Only a number is expected: how many lines in the entries that follow contain the word "could"?

Start of Data provided

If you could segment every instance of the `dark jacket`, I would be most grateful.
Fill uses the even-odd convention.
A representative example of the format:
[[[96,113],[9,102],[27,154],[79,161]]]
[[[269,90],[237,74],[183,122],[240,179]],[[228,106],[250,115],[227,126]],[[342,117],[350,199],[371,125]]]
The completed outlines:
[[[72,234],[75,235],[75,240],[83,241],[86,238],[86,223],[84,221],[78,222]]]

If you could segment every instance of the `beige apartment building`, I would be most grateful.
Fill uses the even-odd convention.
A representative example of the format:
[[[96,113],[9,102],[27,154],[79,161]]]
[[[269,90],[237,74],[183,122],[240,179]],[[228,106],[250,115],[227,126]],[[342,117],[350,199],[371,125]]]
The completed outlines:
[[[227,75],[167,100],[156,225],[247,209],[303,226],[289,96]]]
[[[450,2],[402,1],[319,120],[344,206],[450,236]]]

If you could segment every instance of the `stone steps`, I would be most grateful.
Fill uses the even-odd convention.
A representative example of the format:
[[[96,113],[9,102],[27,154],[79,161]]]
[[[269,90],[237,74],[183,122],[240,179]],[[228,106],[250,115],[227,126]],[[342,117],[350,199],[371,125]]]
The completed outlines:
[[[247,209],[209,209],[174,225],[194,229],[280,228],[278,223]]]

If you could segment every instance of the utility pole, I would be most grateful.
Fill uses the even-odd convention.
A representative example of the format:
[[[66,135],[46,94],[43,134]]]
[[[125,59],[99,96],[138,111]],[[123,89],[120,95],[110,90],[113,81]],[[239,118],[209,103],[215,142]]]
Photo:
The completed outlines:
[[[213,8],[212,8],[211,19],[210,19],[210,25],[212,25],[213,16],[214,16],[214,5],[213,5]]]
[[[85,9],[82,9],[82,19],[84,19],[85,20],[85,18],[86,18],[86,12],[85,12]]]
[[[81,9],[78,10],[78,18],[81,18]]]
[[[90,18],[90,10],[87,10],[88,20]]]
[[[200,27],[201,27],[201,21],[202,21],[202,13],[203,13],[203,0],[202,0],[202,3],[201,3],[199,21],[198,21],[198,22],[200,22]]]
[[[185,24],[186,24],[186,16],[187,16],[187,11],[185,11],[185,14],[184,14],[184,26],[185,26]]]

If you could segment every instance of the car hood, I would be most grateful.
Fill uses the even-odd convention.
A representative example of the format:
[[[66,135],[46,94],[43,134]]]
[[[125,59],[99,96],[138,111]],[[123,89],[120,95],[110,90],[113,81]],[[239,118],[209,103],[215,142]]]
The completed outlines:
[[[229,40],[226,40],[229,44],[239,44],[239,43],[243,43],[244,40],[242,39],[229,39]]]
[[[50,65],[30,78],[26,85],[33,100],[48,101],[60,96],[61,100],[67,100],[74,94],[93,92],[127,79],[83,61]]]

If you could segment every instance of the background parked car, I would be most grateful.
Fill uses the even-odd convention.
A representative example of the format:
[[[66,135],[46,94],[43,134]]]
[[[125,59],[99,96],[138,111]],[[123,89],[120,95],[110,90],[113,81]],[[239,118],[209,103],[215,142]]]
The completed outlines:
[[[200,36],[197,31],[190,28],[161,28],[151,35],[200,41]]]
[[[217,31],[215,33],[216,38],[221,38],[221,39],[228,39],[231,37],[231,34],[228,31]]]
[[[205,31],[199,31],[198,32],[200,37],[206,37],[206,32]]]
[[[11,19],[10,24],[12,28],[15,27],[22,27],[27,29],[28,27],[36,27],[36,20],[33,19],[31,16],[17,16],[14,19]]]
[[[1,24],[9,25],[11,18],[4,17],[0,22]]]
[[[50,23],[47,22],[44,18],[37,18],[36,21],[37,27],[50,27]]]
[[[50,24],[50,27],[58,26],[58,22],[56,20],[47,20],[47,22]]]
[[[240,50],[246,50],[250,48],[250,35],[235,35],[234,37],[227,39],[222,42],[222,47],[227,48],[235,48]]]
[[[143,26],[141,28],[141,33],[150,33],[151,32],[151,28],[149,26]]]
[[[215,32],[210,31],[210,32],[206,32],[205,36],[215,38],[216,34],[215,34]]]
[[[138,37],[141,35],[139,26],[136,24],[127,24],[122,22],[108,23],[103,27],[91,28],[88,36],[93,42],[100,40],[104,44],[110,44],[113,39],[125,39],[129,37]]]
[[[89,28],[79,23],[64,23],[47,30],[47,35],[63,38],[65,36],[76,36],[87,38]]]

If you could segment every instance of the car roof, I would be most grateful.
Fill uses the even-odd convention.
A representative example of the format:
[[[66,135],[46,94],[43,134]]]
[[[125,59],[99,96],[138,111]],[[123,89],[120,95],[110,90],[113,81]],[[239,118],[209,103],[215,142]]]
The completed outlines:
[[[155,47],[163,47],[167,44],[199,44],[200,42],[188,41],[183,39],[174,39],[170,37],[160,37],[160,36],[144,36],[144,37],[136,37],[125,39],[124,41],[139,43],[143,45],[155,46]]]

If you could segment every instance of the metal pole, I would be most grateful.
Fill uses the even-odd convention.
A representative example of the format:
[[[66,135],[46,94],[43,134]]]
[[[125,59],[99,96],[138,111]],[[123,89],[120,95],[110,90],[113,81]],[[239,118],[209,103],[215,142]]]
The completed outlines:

End of Data provided

Exercise result: 8